(WORK INSTRUCTION)
For the entries below, repeat exactly each line starting with the one that contains "this sample: (293,82)." and going on through the one that contains "this sample: (32,189).", and no others.

(MATERIALS PROVIDED)
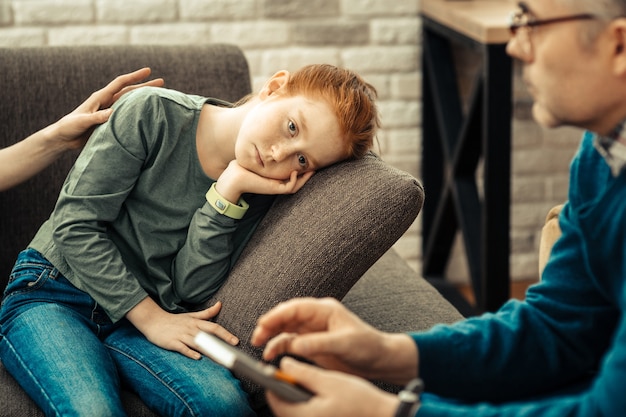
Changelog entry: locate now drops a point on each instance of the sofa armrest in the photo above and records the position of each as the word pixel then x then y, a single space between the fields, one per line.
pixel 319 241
...
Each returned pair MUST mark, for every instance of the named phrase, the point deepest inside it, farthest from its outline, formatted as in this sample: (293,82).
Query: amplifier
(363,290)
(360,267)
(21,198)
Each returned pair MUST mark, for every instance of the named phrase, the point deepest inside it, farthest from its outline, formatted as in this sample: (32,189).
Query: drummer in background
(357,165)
...
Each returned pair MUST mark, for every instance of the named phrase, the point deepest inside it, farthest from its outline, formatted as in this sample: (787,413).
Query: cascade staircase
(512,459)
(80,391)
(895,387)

(EXERCISE RESPONSE)
Each returned pair MUST mark, for every instance of the named phrase, the point deepest inside it, farthest from its outline, formatted as in this sample: (293,82).
Query: amplifier
(363,290)
(360,267)
(21,198)
Each returned pair MUST mark, for every instance of the named phrase, the point deepest inside it, farthest from its outline, formatted as in this sample: (32,189).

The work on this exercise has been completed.